(Segmentation labeling entries)
....
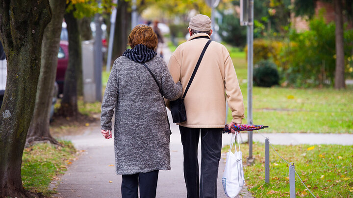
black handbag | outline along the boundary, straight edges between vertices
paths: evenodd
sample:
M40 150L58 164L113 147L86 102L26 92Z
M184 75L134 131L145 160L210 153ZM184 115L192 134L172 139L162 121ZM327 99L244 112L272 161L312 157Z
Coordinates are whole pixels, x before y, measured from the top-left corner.
M205 36L196 37L193 39L202 38L208 39L208 37ZM200 58L199 58L197 64L196 64L195 68L194 69L194 72L193 72L192 75L191 75L191 77L190 77L189 83L188 83L185 91L184 92L184 95L183 95L181 98L178 98L177 99L173 101L170 101L171 112L172 113L173 123L180 123L186 121L186 111L185 110L185 105L184 105L184 98L185 98L185 95L186 95L186 93L187 92L188 90L189 90L189 88L191 85L193 80L194 80L194 77L196 74L198 68L199 68L199 66L200 66L200 64L201 63L201 60L202 60L202 57L203 57L203 55L206 51L206 49L207 49L207 47L208 47L208 45L209 45L209 44L211 41L212 41L210 40L208 40L206 44L206 45L205 45L204 47L203 47L203 49L202 50L202 52L201 52L201 55L200 55Z

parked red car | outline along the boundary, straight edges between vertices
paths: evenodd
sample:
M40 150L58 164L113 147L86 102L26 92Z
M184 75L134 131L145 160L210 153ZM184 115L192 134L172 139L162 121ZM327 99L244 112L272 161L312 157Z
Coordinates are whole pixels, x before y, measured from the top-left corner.
M58 94L63 93L65 74L69 63L69 42L60 41L55 81L59 86Z

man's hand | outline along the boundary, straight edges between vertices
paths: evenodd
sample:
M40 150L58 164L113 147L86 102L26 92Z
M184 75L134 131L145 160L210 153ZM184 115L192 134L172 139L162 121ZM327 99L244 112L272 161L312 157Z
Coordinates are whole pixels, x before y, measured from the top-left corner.
M101 130L101 132L102 133L102 134L104 137L104 138L106 139L109 139L109 138L112 138L112 132L110 130L103 130L102 129Z
M231 126L233 125L237 126L237 125L238 125L238 124L235 123L235 122L231 122L230 124L229 124L229 125L228 125L228 129L230 130L230 132L232 133L235 134L236 132L236 132L236 131L234 131L234 129L231 129Z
....
### WORK INSTRUCTIONS:
Copy every line of the data exactly as written, excluding the pictures.

### EXERCISE OUTPUT:
black handbag | outline along the boundary, straight edges between vertices
paths: evenodd
sample:
M40 150L58 164L113 147L86 102L26 92Z
M184 75L134 131L145 160L210 153ZM184 115L192 134L172 139L162 121ZM327 99L244 112L272 161L312 157Z
Coordinates are whole pixels, x before y, measured from the top-left corner.
M205 36L196 37L193 39L202 38L208 39L208 37ZM200 58L199 58L197 64L196 64L195 68L194 69L194 72L193 72L192 75L191 75L191 77L190 77L189 83L188 83L185 91L184 92L184 95L183 95L181 98L178 98L177 99L173 101L170 101L171 112L172 113L173 123L180 123L186 121L186 111L185 110L185 105L184 105L184 98L185 98L185 95L186 95L186 93L187 92L188 90L189 90L189 88L191 85L193 80L194 80L194 77L196 74L198 68L199 68L199 66L200 66L200 64L201 63L201 60L202 60L202 57L203 57L203 55L206 51L206 49L207 49L207 47L208 47L208 45L209 45L209 44L211 41L212 41L210 40L208 40L206 44L206 45L205 45L204 47L203 47L203 49L202 50L202 52L201 52L201 55L200 55Z

parked red car | outline along the boundary, straight edges between vertices
paths: evenodd
sample:
M40 150L58 164L113 147L86 102L26 92Z
M184 75L134 131L145 160L210 153ZM184 115L192 134L172 139L162 121ZM327 99L244 112L272 161L312 157Z
Coordinates are whole pixels, x before y, measured from the top-left corner.
M58 94L63 93L65 74L69 63L69 42L60 41L55 81L59 86Z

man's hand | outline along the boundary, straight edges between vertices
paths: evenodd
sample:
M40 150L58 164L113 147L86 102L26 92Z
M184 75L134 131L145 160L210 153ZM184 115L192 134L172 139L162 121ZM327 99L244 112L272 161L312 157Z
Coordinates are whole pixels, x before y, measured from the top-left corner.
M101 130L101 132L102 133L102 134L104 137L104 138L106 139L109 139L109 138L112 138L112 132L110 130L103 130L102 129Z
M231 126L233 125L237 126L237 125L238 125L238 124L235 123L235 122L231 122L230 124L229 124L229 125L228 125L228 129L230 130L230 132L232 133L235 134L236 132L236 132L236 131L234 131L234 129L231 129Z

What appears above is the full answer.